* **TASK PROMPT**
Copy every line that holds the string "stem" from the data below.

= Beginning of Section =

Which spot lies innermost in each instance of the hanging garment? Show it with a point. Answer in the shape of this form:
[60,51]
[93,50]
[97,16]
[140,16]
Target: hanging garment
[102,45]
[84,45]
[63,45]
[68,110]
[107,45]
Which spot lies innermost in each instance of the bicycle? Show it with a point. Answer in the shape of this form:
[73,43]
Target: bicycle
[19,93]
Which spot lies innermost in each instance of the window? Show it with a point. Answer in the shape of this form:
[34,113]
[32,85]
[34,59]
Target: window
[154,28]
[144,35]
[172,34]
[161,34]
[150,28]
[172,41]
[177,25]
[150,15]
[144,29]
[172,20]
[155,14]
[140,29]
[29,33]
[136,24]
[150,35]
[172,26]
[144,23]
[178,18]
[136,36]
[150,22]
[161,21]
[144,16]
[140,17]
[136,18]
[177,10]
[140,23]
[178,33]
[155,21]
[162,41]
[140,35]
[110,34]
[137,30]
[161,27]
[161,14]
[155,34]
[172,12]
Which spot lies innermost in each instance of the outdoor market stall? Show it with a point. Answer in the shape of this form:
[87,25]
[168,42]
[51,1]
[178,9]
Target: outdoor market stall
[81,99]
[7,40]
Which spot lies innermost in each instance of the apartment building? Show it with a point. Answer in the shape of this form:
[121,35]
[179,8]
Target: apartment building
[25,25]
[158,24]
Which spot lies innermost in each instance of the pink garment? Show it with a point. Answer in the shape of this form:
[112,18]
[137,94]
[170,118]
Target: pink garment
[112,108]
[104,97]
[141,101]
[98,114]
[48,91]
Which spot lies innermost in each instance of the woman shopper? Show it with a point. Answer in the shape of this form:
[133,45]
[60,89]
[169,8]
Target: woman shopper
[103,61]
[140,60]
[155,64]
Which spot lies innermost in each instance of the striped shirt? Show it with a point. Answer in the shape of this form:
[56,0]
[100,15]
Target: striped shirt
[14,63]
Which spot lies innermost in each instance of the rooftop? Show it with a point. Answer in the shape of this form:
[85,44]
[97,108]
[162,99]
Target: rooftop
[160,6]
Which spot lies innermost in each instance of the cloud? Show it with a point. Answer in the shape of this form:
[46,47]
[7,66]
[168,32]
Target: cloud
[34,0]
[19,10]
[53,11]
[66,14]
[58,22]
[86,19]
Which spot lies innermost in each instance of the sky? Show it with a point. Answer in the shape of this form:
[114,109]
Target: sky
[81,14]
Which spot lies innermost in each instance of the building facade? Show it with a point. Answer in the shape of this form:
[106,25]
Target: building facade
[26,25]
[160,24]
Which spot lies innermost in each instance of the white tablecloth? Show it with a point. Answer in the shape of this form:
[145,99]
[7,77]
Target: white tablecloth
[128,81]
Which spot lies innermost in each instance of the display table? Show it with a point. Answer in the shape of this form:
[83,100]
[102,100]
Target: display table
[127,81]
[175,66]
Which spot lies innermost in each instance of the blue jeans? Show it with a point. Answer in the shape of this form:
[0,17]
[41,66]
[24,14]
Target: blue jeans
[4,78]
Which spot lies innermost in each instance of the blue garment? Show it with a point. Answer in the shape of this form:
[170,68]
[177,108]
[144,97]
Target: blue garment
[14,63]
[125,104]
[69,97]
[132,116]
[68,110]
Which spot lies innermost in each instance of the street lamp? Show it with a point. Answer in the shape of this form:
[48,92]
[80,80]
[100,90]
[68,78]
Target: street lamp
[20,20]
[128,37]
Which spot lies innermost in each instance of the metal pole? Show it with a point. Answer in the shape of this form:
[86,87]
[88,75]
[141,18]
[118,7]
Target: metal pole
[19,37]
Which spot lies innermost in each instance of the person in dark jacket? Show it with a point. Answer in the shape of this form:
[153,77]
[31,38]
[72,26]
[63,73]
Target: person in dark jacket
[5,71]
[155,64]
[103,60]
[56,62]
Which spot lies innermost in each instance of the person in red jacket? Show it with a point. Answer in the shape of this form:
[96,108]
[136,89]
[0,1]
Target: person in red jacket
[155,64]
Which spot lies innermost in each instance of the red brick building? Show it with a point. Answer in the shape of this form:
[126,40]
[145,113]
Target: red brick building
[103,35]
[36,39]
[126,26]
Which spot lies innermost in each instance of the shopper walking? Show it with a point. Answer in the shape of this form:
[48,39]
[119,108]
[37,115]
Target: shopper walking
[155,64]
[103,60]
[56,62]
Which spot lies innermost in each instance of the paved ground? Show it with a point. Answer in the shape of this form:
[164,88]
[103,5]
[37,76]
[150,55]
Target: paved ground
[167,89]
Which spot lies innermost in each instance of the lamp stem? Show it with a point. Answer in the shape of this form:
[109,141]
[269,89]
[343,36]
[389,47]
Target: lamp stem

= End of Section =

* **YOUR SOLUTION**
Which spot lies innermost in each instance of the lamp stem? Show it with a point. Answer in the shape of this form:
Target: lamp stem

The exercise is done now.